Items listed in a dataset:
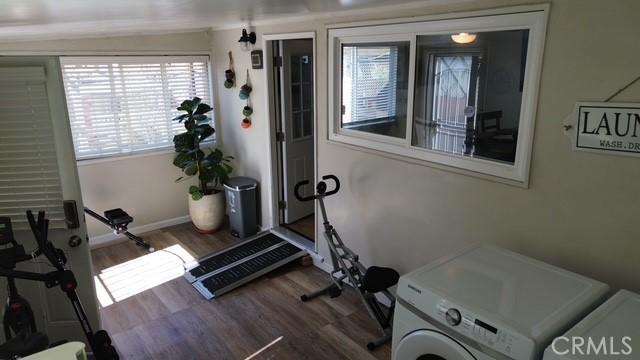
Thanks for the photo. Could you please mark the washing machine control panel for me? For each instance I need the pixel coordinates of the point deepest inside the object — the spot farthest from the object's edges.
(482, 331)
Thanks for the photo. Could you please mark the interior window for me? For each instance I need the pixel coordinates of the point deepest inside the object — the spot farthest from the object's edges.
(459, 92)
(374, 88)
(468, 95)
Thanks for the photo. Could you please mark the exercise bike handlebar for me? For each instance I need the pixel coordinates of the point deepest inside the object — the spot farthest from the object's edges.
(321, 188)
(40, 229)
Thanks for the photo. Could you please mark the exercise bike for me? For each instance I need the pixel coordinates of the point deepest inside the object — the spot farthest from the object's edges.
(23, 338)
(346, 266)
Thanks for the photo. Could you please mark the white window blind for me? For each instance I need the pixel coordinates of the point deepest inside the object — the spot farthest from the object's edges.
(28, 167)
(369, 82)
(124, 104)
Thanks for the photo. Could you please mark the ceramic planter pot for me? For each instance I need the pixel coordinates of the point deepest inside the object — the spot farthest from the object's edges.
(207, 214)
(245, 90)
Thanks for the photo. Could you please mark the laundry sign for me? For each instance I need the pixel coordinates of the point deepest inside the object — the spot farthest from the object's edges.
(605, 128)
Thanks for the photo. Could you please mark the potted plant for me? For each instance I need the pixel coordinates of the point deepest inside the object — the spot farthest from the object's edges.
(206, 200)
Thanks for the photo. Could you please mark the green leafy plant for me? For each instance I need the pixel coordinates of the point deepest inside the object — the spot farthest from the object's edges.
(209, 168)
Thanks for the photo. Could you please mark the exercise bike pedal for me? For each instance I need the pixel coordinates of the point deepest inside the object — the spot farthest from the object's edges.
(334, 292)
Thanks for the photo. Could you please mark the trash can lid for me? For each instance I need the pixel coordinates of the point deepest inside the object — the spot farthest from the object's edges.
(239, 183)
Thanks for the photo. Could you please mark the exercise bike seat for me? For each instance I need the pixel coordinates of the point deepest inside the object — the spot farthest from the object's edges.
(379, 278)
(118, 217)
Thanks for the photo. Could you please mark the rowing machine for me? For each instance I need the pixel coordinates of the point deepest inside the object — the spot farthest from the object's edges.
(118, 220)
(19, 323)
(346, 266)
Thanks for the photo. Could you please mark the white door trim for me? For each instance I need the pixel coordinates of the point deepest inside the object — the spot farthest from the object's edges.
(272, 151)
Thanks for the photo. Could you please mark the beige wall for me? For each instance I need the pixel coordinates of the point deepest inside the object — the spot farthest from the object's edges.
(580, 211)
(143, 186)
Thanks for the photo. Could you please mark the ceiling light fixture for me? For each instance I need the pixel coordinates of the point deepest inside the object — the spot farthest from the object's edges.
(463, 38)
(246, 39)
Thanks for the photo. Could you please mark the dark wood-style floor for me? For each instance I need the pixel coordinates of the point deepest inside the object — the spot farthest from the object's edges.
(262, 320)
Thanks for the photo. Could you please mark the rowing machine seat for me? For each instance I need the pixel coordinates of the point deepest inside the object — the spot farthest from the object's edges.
(378, 278)
(118, 217)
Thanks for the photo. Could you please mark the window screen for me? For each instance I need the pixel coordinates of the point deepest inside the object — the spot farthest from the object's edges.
(124, 104)
(28, 167)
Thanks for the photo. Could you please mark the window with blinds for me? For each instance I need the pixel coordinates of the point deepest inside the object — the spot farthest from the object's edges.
(369, 73)
(124, 104)
(28, 167)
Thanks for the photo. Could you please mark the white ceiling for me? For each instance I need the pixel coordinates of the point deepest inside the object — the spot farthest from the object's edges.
(42, 19)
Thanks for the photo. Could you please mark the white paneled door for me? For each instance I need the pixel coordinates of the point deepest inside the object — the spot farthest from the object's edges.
(38, 171)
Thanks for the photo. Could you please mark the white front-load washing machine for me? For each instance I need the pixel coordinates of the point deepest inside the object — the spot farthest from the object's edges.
(612, 331)
(487, 303)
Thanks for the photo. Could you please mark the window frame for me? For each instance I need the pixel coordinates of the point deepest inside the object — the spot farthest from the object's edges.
(134, 58)
(533, 18)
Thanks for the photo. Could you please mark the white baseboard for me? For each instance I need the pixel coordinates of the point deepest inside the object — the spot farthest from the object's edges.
(112, 238)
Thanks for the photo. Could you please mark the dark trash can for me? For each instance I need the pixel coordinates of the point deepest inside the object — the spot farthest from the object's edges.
(242, 198)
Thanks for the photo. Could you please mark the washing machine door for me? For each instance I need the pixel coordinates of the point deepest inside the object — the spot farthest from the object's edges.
(431, 345)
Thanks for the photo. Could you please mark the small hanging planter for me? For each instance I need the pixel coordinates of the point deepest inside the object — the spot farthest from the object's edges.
(229, 74)
(246, 89)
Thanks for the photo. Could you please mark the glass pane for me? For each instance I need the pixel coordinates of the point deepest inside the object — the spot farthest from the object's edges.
(374, 87)
(307, 68)
(307, 123)
(295, 97)
(468, 93)
(307, 97)
(296, 124)
(295, 69)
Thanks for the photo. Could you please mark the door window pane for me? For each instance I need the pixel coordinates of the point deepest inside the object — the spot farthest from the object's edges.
(374, 88)
(307, 68)
(307, 123)
(296, 124)
(295, 97)
(468, 96)
(295, 69)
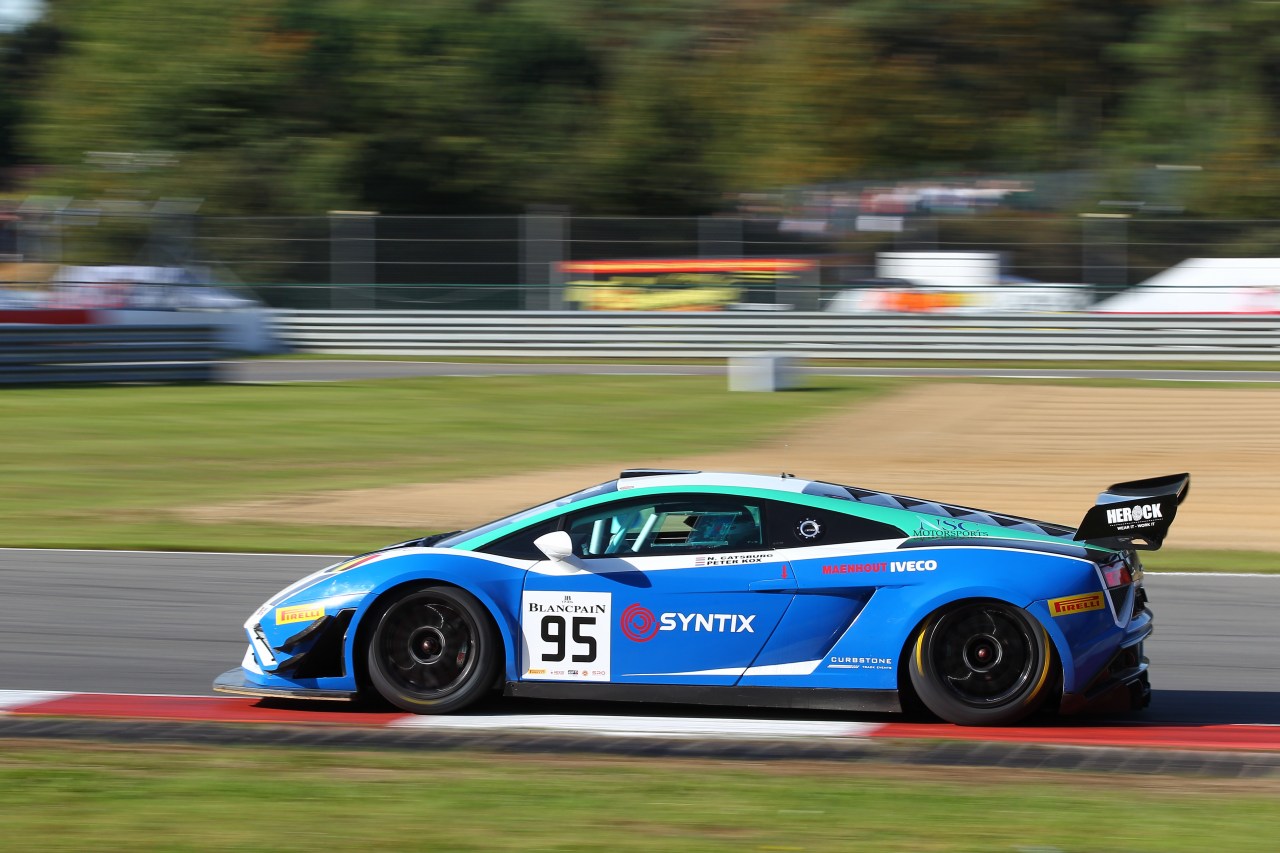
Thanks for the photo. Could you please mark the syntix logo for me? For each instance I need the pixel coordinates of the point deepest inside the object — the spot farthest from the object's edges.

_To do_
A verbatim copy of every entry is wanted; the pictures stay out of it.

_Answer_
Thanks for the photo. Could you please mark the washing machine control panel for me? For each instance I need the pixel coordinates of the point deepest inside the object — the spot farthest from the object's edges.
(482, 331)
Thanks for the photo. Could you please mark the interior window for me? For each instance I need the pixel coordinates of the point deepest inside the object — the spot farthest from the object's edges.
(459, 92)
(374, 88)
(468, 95)
Thanks for the photo. Could you please mark the exercise bike handlebar for me? For each instance I need the pixel coordinates of the point deepest inside the object — the spot farthest from the object's edges.
(321, 188)
(40, 229)
Thanks for the photo. Could you please mark the exercise bike for me? For each instance I need the pixel coordinates of the point deepest inside the object — the spot farthest from the object's edges.
(23, 338)
(346, 266)
Thanks for the photo. Could you please mark the white window blind for me? For each instance I need the pixel coordinates of the point deepest inside the object — the spot farthest from the object's edges.
(28, 167)
(369, 82)
(124, 104)
Thanks for the photo. Could you please mark the ceramic planter pot for me? For each instance I need the pixel coordinates of the point deepest inside the object — the spot farthest from the object's edges.
(207, 214)
(245, 90)
Thanks for the photo. Could you please mark the laundry sign for me? For each instance I need the pixel coordinates of the point deepest inside the object — the spot farthest from the object's edges.
(605, 128)
Thanks for the photo. Could you please mark the potted plant for me? For each instance I need the pixel coordinates of the point deepest inside the object — the spot farthest from the object's edges.
(206, 200)
Thanks for the photo. Could you please mark the green leafy plant for me? For each instance I need the pixel coordinates of the point deepest inside the object — the spot farthest from the object's edges.
(209, 168)
Thanks for the photo. Could you please mark the exercise bike pedal for me? For each instance I need the pixel coordinates of the point deepest inside the object — the spot farthest from the object's edges.
(334, 292)
Thanks for the photo. Could you please mark the trash can lid for me? For each instance I need the pixel coordinates of the point deepest inside the object — the spot farthest from the object's edges.
(239, 183)
Thanks for the photo. Could you please mark the exercise bike seat for me? For each instance I need the pixel coordinates of the point deepest inside the object — the spot farthest from the object's edges.
(379, 278)
(118, 217)
Thanks for the photo. Could you please mark the rowing machine for me? For each instance I need the pixel coordinates of the point deepest inside the object — the spot farthest from the object's edges.
(118, 220)
(19, 323)
(346, 266)
Thanks for the photo. Could you please mark the white door trim for me? For each instance I need the pixel coordinates of the point deepest inside the object — the spot farthest from the object's edges.
(272, 151)
Thanks for the photo. Could you please mark the beige wall for me? For each instance I need the pixel coordinates of the point deepest inside the object — the spot farthest from the object's edges.
(580, 211)
(143, 186)
Thanks for the photo. Could you please mark the ceiling light fixture for me? For each instance I need the pixel coordinates of the point deepest inside the object — the spot farthest from the object's edges.
(463, 38)
(246, 39)
Thanks for the photo. Could you please mark the dark wood-style floor for me? For each instance I need the pixel coordinates of the point deepest inside the object — the spot farthest from the object's edges.
(262, 320)
Thanks for the photo. Could you please mark the rowing machine seat for me? For each instance I need the pixel coordinates of the point deepest inside the object — the spot farthest from the object's edges.
(378, 278)
(118, 217)
Thanks for the photo. Could you please mark the window screen for me? For each instance I need the pixel coordinates of the point deepest inside the object — the spot farthest from the object's edges.
(124, 104)
(28, 167)
Thanks for the photo. Could you please mark the window with blinds for me? For each instance I need the pixel coordinates of the point deepest inside the object — the spot farthest from the object's edges.
(369, 73)
(124, 104)
(28, 167)
Thanks for the photo. Could you please mark the white ceiling for me? For each instance I need the pixel coordinates of the point deepest inside the object — the spot farthest from the object's edges.
(42, 19)
Thanks for the photo. Could you please mark the white paneled door for me? For each instance I need the pixel coordinates of the point deepest inside the object — the spot farthest from the object's edges.
(38, 171)
Thanks for the photo. Could you please mark the white front-load washing machine for me? For each instance I need the pixel coordinates of the point deepest inside the object — the spot farthest from the object's edges.
(612, 331)
(487, 303)
Thanks for the photo. Could you please mark the window frame for me? For each instance I need the pixel coordinates of the point deepest inside the object — the spot farthest from the object's edges.
(134, 58)
(533, 18)
Thanks for the photo. Could you please mark the white baseboard for me? For each instance I need the pixel coordinates of the point deepest inside the object — the spot farthest from the object's edges.
(112, 238)
Thanks for the photo. Could you please mark the dark trash can for me? For each instance I need the pixel coordinates of the point deepest inside the object — the spot farthest from the object's edges.
(242, 198)
Thanks for the photo. Could you please mark the washing machine door for me? For each instance I need the pixel coordinates of the point deepest inside the object — the spot farthest from the object's edges.
(431, 345)
Thanks for the photo. Could you please mark the small hanging planter for me? For each instance I need the pixel coordinates of the point deepest inside the object — the spot farthest from the object's edges.
(229, 74)
(246, 89)
Thanks for the photo. Could you please mark the glass pane for me? For each instance I need the pixel coordinates of the point deepest inside the object — the spot farthest from the object's edges.
(374, 87)
(307, 68)
(307, 123)
(295, 97)
(468, 93)
(307, 97)
(296, 124)
(295, 69)
Thanks for the photo. Could you please mark the door window pane for me? For each instance I need the pixel coordinates of the point deepest inside the object — the spot farthest from the object's edges.
(374, 88)
(307, 68)
(307, 123)
(296, 124)
(295, 97)
(468, 96)
(295, 69)
Thanks for the photo. Could you please mark the syntix logo for me? For each instance I need the pixel coordinates of the point deepest inside the object — the spot farthest from the object's edges.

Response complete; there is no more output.